- EXERCISE OBJECTIVE
Give back exactly the lines from the one containing "compact form (75,11)." through the end of the records, including both, and no others.

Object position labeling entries
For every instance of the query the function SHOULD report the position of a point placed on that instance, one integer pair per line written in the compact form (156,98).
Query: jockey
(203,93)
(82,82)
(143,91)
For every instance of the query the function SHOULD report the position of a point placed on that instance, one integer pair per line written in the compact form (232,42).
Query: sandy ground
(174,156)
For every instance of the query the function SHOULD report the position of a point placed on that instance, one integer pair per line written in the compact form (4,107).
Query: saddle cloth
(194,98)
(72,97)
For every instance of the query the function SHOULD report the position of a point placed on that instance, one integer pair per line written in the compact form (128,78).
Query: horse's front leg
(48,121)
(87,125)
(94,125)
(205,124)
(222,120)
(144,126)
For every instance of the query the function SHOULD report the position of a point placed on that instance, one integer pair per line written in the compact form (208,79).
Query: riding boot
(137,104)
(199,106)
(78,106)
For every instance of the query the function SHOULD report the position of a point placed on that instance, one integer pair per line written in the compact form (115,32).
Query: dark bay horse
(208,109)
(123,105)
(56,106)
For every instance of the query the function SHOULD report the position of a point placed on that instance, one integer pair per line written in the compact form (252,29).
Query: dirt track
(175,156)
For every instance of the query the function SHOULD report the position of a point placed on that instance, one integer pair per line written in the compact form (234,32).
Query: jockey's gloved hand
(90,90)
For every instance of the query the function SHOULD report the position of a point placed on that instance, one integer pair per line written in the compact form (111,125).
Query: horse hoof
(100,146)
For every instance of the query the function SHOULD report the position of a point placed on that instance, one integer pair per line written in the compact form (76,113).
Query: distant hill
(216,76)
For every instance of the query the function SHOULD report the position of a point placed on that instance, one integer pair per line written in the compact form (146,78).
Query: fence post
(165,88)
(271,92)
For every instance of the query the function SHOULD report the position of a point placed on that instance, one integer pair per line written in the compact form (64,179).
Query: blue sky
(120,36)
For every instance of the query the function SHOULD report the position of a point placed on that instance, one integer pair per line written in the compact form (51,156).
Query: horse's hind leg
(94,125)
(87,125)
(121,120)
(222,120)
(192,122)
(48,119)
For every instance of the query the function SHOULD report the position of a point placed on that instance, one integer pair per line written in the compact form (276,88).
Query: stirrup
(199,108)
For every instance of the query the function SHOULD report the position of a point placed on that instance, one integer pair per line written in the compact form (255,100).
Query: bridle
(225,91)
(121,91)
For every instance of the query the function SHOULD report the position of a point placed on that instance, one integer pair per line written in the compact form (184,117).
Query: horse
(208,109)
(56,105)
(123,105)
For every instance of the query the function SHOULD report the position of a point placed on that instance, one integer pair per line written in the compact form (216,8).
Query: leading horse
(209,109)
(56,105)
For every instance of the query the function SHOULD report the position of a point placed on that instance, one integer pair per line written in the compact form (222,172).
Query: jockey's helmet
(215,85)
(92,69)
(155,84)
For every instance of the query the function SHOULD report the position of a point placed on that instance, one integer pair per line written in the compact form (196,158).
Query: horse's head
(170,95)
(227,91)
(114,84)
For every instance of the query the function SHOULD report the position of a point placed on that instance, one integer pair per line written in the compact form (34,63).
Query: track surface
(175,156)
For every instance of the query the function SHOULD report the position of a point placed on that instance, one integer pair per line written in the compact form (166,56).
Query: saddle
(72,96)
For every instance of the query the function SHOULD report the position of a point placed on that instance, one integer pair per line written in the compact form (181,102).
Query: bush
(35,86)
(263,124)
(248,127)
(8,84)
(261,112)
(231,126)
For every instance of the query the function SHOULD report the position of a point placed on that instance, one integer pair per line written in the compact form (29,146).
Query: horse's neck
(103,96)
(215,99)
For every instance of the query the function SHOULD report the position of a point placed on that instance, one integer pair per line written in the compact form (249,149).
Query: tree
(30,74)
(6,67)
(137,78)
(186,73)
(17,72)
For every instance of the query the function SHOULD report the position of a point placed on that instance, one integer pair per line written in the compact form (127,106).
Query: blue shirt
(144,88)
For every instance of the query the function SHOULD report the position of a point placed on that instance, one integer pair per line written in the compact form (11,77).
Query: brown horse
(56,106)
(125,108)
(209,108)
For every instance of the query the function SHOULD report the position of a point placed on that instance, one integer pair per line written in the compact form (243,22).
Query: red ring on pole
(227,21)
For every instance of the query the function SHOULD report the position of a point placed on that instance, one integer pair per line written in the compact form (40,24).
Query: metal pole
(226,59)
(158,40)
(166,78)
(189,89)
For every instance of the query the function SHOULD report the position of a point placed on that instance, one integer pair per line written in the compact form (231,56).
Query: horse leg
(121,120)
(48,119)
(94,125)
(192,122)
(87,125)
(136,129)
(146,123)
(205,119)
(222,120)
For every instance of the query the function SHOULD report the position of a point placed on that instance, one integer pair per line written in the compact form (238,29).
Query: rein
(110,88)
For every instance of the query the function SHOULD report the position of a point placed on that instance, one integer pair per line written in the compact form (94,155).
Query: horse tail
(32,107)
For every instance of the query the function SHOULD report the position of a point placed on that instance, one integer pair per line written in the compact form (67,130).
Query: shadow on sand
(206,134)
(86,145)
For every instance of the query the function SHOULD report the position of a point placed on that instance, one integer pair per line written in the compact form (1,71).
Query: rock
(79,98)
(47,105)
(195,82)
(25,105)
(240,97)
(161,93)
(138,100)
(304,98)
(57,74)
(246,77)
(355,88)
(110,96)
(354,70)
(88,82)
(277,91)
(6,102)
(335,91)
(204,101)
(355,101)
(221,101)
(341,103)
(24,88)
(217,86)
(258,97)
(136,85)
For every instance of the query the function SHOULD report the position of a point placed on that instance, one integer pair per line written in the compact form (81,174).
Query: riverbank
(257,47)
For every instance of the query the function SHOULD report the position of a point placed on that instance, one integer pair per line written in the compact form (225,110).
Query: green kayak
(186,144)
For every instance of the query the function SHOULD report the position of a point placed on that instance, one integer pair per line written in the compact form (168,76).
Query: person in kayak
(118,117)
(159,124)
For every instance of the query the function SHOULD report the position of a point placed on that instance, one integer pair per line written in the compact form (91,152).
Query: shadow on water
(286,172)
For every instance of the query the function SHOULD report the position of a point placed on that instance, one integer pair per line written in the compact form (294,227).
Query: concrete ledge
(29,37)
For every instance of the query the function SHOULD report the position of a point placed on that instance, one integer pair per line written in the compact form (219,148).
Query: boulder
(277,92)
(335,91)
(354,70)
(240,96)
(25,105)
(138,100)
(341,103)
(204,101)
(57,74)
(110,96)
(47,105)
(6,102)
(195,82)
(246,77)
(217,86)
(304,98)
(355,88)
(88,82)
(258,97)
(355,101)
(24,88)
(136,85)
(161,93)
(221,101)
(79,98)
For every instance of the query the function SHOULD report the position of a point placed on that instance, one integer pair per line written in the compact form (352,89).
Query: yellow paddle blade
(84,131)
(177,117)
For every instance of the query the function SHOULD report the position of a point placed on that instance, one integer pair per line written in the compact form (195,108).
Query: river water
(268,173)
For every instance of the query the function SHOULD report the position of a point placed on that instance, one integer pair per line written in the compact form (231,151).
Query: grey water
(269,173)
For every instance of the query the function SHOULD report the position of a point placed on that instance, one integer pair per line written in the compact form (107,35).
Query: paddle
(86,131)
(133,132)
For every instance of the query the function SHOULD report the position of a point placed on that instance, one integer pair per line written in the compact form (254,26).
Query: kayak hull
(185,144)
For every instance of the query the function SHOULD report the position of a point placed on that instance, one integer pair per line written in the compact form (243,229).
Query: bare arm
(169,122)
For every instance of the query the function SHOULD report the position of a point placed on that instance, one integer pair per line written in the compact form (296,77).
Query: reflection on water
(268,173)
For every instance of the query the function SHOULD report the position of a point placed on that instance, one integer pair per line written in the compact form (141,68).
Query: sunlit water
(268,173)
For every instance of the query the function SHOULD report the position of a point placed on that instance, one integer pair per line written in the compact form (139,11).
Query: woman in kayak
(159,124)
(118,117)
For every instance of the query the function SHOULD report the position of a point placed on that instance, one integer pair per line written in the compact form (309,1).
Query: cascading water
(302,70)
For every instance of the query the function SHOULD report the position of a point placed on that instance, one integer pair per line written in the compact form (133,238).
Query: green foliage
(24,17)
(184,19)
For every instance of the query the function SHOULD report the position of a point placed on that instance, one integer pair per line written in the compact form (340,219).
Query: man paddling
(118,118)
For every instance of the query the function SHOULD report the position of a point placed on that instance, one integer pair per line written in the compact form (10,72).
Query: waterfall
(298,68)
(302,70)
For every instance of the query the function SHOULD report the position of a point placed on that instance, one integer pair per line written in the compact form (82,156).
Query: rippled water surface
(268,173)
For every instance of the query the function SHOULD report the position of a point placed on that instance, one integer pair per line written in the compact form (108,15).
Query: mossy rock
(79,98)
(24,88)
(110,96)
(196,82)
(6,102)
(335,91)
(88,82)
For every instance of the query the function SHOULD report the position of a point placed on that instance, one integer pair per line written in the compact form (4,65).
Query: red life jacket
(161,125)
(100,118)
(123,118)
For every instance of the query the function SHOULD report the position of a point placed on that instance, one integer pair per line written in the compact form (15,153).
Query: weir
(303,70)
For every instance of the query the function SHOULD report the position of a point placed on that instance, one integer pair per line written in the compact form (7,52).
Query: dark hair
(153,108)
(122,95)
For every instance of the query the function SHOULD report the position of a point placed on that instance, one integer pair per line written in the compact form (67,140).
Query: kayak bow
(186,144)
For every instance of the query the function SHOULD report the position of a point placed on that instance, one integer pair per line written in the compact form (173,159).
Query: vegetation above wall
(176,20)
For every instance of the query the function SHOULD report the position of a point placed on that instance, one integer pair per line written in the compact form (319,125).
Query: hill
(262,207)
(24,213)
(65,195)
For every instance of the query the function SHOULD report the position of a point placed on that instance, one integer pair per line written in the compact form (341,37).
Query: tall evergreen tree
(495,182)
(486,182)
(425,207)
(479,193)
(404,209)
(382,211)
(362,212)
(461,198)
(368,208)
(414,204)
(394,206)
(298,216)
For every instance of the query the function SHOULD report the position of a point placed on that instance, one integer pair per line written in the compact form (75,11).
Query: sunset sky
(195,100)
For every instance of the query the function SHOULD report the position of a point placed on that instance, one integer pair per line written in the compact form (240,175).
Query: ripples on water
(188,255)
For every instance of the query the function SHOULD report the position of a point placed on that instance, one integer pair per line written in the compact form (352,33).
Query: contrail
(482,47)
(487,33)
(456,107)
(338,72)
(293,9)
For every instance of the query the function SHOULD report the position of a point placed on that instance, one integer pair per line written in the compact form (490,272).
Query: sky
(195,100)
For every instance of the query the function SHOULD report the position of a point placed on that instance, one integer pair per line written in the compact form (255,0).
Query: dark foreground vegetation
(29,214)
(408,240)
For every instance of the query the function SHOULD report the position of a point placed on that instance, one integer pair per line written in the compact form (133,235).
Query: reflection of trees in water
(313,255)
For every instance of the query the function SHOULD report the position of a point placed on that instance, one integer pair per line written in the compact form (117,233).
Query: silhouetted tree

- SOLUTION TO THIS EXERCISE
For every instance of the query the function SHOULD report the position of a point placed on that instance, one integer pair per line written in the compact form (75,11).
Query: sunset sky
(195,100)
For every instance of the query the function SHOULD report the position of a point placed on that instance, one integer pair per line written in the compact form (240,175).
Query: ripples on water
(188,255)
For every instance of the query the function SHOULD report the position of a point placed on that instance, one integer pair per line written in the compact form (352,33).
Query: contrail
(482,47)
(487,33)
(456,107)
(338,72)
(293,9)
For every instance of the query the function SHOULD report the position of a point placed on that instance, one integer pair per line written in the compact form (490,272).
Query: sky
(195,100)
For every instance of the query the function SHOULD report the position of a point placed on that instance, one integer pair per line written in the compact form (255,0).
Query: dark foreground vegetation
(29,214)
(408,240)
For every instance of the query the function SHOULD report the position of a point placed on that instance, one integer pair per line written in the compact form (133,235).
Query: reflection of trees in water
(313,255)
For every instance of the query the function SHOULD report the position of a point placed on that instance, one integer pair per line written in the compact form (117,233).
Query: silhouetted tree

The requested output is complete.